Implementation:Ggml org Llama cpp LLGuidance
| Knowledge Sources | |
|---|---|
| Domains | Grammar, Constrained_Generation |
| Last Updated | 2026-02-15 00:00 GMT |
Overview
Integrates the llguidance library as a llama_sampler for grammar-constrained generation, supporting multiple grammar formats including GBNF, regex, and JSON schema.
Description
When `LLAMA_USE_LLGUIDANCE` is defined, this module implements a `llama_sampler` that wraps the `LlgMatcher` from the llguidance Rust library. During sampling (`llama_sampler_llg_apply`), it retrieves a bitmask from the matcher indicating which tokens are allowed by the grammar, and sets disallowed tokens' logits to negative infinity. Token acceptance (`llama_sampler_llg_accept_impl`) feeds accepted tokens back to the matcher to advance its state. It initializes a `LlgTokenizer` from the llama vocabulary with proper token-to-string mappings and special token handling. When llguidance is not available, a stub implementation logs an error. The `LLGUIDANCE_LOG_LEVEL` environment variable controls debug output.
Usage
Use this module as an alternative grammar engine to the built-in GBNF parser. It is activated by compiling with `LLAMA_USE_LLGUIDANCE` and provides potentially better performance for complex grammars through the Rust-based llguidance library, while supporting additional grammar formats beyond GBNF.

• DATA SUPPLIED
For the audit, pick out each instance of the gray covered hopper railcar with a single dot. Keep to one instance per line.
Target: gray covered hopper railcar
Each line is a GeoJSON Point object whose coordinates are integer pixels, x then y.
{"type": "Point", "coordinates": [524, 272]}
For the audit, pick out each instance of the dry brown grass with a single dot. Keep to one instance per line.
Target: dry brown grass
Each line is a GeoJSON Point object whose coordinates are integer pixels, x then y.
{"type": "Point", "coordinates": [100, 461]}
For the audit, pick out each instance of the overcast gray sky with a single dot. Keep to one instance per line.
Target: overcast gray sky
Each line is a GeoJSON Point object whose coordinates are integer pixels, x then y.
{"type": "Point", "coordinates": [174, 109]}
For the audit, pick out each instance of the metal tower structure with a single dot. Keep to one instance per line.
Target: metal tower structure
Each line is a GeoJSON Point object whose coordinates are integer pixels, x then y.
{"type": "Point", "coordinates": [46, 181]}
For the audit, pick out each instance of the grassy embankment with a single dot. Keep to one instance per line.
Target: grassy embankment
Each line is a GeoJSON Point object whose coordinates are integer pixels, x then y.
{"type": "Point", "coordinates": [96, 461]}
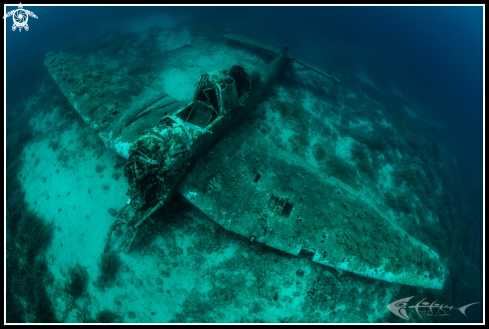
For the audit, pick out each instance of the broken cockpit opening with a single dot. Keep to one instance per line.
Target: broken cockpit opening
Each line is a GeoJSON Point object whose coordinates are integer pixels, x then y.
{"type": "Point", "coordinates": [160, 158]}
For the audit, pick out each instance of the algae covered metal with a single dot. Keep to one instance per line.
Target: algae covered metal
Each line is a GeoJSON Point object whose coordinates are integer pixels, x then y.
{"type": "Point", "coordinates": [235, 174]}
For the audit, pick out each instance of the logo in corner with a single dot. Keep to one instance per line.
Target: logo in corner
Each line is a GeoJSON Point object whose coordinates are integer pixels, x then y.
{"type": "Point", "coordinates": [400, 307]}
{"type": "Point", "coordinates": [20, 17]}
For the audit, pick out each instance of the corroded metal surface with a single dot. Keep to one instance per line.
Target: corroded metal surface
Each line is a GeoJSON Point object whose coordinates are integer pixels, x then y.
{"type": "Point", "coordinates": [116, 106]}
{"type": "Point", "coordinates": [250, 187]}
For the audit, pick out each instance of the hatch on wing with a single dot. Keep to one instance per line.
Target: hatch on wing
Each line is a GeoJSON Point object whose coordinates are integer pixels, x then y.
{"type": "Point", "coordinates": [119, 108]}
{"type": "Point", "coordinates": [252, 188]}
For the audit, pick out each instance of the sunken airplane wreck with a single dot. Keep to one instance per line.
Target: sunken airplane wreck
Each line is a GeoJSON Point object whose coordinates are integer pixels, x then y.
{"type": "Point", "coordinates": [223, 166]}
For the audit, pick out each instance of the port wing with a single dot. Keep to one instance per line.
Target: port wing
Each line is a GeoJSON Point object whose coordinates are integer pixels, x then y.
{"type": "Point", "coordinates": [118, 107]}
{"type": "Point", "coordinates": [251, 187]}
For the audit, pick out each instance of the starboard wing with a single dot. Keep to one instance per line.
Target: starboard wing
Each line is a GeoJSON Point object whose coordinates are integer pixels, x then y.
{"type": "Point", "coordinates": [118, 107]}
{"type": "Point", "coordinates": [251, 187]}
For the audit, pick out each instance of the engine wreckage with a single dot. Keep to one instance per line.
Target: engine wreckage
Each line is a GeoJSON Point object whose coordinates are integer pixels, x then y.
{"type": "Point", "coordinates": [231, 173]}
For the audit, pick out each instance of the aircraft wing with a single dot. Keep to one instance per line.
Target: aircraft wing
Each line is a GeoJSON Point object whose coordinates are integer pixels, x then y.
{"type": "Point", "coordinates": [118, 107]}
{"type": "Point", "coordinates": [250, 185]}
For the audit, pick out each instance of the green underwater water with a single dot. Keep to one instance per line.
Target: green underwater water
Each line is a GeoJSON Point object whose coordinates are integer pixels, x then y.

• EXERCISE
Extend the page on the llguidance sampler for llama.cpp, beginning right after its last sentence about Usage.

• RESPONSE
Code Reference
Source Location
- Repository: Ggml_org_Llama_cpp
- File: common/llguidance.cpp
- Lines: 1-258
Signature
struct llama_sampler_llg {
const llama_vocab * vocab;
std::string grammar_kind;
std::string grammar_data;
LlgTokenizer * tokenizer;
LlgMatcher * grammar;
};
// Sampler interface functions
static const char * llama_sampler_llg_name(const llama_sampler * smpl);
static void llama_sampler_llg_accept_impl(llama_sampler * smpl, llama_token token);
static void llama_sampler_llg_apply(llama_sampler * smpl, llama_token_data_array * cur_p);
static void llama_sampler_llg_reset(llama_sampler * smpl);
static llama_sampler * llama_sampler_llg_clone(const llama_sampler * smpl);
static void llama_sampler_llg_free(llama_sampler * smpl);
// Public initialization function
struct llama_sampler * llama_sampler_init_llg(const llama_vocab * vocab,
const char * grammar_kind,
const char * grammar_data);
Import
#include "sampling.h"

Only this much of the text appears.